» Given request
Write out every line of the records below as a numbered list, with blank lines left out.

━━━━━━━━

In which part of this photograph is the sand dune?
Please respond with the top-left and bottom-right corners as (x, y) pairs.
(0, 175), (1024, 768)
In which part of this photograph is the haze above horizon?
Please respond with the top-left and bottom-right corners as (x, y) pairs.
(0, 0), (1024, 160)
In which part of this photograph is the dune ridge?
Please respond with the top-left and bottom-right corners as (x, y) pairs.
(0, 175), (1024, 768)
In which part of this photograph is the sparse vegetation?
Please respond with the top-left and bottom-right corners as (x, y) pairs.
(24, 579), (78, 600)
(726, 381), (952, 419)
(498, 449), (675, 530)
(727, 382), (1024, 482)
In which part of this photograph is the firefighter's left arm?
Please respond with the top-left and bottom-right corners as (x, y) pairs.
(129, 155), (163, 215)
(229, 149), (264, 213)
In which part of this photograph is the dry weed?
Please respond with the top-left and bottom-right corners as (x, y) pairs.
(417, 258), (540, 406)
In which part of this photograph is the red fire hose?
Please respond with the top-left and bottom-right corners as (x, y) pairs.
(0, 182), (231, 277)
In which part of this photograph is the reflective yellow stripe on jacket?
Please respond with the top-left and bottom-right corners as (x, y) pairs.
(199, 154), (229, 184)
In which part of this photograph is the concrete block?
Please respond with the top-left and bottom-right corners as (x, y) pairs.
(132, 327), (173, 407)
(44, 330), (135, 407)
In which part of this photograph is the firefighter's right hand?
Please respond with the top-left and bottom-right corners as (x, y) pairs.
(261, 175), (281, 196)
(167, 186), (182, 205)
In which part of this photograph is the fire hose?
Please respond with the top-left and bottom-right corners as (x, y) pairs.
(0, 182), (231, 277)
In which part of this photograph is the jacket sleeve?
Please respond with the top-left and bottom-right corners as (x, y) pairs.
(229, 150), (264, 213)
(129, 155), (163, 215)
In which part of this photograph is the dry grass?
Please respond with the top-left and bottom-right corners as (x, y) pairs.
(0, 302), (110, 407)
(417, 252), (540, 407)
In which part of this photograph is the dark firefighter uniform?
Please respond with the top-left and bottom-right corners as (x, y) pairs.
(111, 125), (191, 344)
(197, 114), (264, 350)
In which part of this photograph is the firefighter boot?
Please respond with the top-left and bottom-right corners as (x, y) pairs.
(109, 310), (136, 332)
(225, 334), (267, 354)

━━━━━━━━

» Response
1. In which part of this photograph is the sand dune?
2. Please respond with the top-left and bottom-right corners as (x, y) pairs.
3. (0, 175), (1024, 768)
4. In which part of this photograph is the haze above horizon?
5. Please respond with the top-left and bottom-right corners as (x, y) pairs.
6. (0, 0), (1024, 160)
7. In which part of this photograph is the dune ridge?
8. Please respond with the top-left and bottom-right corners as (x, y) pairs.
9. (0, 175), (1024, 768)
10. In which part of this photograph is the sparse vegetation?
11. Please respond with the top-left and bottom-right corners as (x, y) pairs.
12. (24, 579), (78, 600)
13. (726, 381), (952, 419)
14. (498, 449), (675, 530)
15. (727, 382), (1024, 482)
16. In which part of this photograph is the firefighter's left arm?
17. Please respond with the top-left and bottom-right corners as (x, y) pairs.
18. (129, 155), (163, 215)
19. (229, 149), (264, 213)
20. In which part of this photograph is the dry weed?
21. Please respond with the top-left and bottom-right corners as (x, y) pairs.
22. (417, 258), (540, 406)
23. In which part of this photograph is the red fire hose?
24. Please respond with the top-left and bottom-right corners as (x, y) pairs.
25. (0, 182), (231, 277)
26. In which part of this photograph is the reflective yellow stripe on jacket?
27. Please respond with the top-left and bottom-right corners as (x, y) pairs.
28. (199, 154), (229, 184)
29. In which part of this photograph is the concrete block?
30. Please respond with the top-left and bottom-right corners as (x, y) pairs.
31. (132, 327), (173, 407)
32. (44, 330), (135, 407)
33. In which part of this photograph is the firefighter's right hand?
34. Please respond with the top-left and bottom-right corners as (x, y) pairs.
35. (261, 175), (281, 196)
36. (167, 186), (182, 205)
37. In which part of this photograph is the fire hose?
38. Please respond with the top-left and bottom-right corners as (x, y) pairs.
39. (0, 182), (231, 277)
40. In which part of this photograph is the jacket sleeve?
41. Please respond with the top-left and bottom-right corners as (x, y) pairs.
42. (229, 150), (264, 213)
43. (129, 155), (163, 215)
44. In which part of this photograph is the dry grass?
45. Please respond with the top-left and bottom-right corners as (x, y) pairs.
46. (0, 302), (110, 407)
47. (417, 252), (540, 407)
48. In which part of this photograph is the dark firefighter uniform?
49. Please respond with the top-left and bottom-right corners as (x, y) pairs.
50. (111, 125), (191, 344)
51. (197, 114), (264, 350)
52. In which part of this photograph is the firefighter boot?
53. Please respond with the top-left and bottom-right corners as (x, y) pairs.
54. (109, 310), (136, 332)
55. (225, 334), (267, 354)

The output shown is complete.